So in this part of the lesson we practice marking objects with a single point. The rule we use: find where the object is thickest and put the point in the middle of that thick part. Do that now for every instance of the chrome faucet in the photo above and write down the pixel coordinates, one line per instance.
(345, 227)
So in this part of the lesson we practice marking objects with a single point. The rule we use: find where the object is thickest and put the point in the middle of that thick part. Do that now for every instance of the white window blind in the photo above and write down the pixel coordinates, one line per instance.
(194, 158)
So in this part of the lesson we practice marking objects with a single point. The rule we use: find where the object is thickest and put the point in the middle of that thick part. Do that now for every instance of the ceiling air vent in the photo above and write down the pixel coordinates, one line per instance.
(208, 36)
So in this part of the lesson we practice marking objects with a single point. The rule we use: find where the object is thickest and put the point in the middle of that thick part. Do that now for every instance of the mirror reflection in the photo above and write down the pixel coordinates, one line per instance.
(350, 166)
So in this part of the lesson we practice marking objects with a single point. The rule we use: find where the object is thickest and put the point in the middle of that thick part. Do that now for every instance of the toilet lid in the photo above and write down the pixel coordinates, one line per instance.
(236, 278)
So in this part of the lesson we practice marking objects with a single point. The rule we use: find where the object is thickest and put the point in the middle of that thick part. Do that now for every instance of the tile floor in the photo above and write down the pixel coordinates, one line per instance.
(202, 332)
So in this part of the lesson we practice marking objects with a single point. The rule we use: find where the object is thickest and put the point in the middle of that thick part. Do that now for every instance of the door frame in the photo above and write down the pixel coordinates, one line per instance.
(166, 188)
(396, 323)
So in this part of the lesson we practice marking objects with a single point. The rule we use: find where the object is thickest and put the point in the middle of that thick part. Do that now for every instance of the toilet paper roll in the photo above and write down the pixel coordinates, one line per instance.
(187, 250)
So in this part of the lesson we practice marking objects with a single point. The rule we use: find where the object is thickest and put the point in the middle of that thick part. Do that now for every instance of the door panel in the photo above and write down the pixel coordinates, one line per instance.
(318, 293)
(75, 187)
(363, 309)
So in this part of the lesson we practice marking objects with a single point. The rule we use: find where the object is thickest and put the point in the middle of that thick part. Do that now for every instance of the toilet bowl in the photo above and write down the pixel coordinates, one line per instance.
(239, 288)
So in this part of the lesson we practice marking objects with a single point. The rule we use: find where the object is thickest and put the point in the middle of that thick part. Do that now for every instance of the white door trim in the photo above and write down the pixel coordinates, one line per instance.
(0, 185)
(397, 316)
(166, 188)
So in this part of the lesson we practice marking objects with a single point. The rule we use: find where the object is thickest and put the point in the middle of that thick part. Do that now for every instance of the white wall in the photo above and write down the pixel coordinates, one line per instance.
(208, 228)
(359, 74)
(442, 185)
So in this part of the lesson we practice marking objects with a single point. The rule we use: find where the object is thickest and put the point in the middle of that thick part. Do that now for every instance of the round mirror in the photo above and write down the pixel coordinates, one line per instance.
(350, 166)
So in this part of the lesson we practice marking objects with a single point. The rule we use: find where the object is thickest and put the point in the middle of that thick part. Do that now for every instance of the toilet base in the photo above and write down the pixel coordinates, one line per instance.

__________

Reproduce all of the rows above word for word, with no changes.

So in this part of the lesson we practice marking objects with a single point. The rule we use: find where the object is thickest and put the point in the middle of that thick part. Do that now for every instance of the chrome faucet in the photo above and write down the pixel coordinates, one line per instance.
(345, 227)
So in this part of the lesson we practice marking objects with a single point. The rule we use: find where the object is thickest and put the point in the middle of that thick part. Do that now for every instance of the white window blind in the photo above and write down the pixel coordinates, one line per instance.
(194, 158)
So in this part of the lesson we practice marking objects with a single point. The rule we use: find where the object is thickest and put the point in the middle of that thick part. Do that now for every instance of the ceiling air vent in the photo above and write down the pixel coordinates, one line per instance.
(208, 36)
So in this part of the lesson we practice marking objects with a single point. The rule we use: find where the object is thickest and put the point in the middle of that thick part. Do that now for every instance of the mirror reflection in the photo above and write down the pixel coordinates, one line per instance.
(350, 166)
So in this part of the lesson we practice marking objects with a single point. The rule we use: find where the object is thickest and put the point in the middle of that thick part. Do that now for every instance of the toilet lid in the photo above and write down the pixel coordinates, one line per instance.
(236, 278)
So in this part of the lesson we practice marking objects with a single point. The rule we use: find where the object is thickest and put the point in the middle of that thick part. Do that now for every instance of the tile floor in the photo above and write down the pixel coordinates, one line per instance.
(202, 332)
So in this part of the lesson we practice marking objects with a single point. The rule we use: find where the object is thickest and put the point in the middle of that thick part. Do that now for every instance of the door frame in the photo above and write down the pixel coordinates, one line per instance.
(166, 188)
(396, 323)
So in this part of the lesson we practice marking objects with a single point. The rule we use: find where the object is thickest and put the point in the middle of that thick part. Do that now for every instance of the toilet paper roll in the photo above and write down the pixel coordinates, one line per instance.
(187, 250)
So in this part of the lesson we practice marking objects with a single point. The rule we use: find where the object is thickest and put the point in the middle of that thick part. Do that now for every instance of the door panel in the photo above and write down the pixel coordinates, one line per instance.
(318, 293)
(75, 187)
(363, 309)
So in this part of the lesson we practice marking objects with a single point. The rule we use: find where the object is thickest and put the point in the middle of that thick part. Do that now for every instance of the toilet bowl in the photo above and write down the pixel coordinates, one line per instance.
(239, 288)
So in this part of the lesson we practice marking objects with a single point. The rule we use: find where the object is thickest and put the point in the middle of that thick part. Do that now for every instance of the white door trim in the photo above and write down the pixel coordinates, one line per instance.
(0, 185)
(397, 316)
(166, 188)
So in this part of the lesson we practice marking objects with a single point. The rule we use: find where the object is thickest and put the point in the middle of that thick part. Do that now for every instance of the white wall in the photo above and write down the pixel coordinates, one line per instance.
(208, 228)
(359, 74)
(442, 185)
So in this part of the lesson we practice marking objects with a single point. The rule we use: find where the object is thickest and put the point in the middle of that thick part. Do that now for every instance of the round mirror in the photo above and write down the pixel coordinates, one line per instance.
(350, 166)
So in this part of the lesson we practice marking objects with a single point. The rule we use: find where the object is thickest and put the point in the middle of that thick part. Do that now for every instance of the toilet base in the photo above and write down the pixel coordinates, one line per instance.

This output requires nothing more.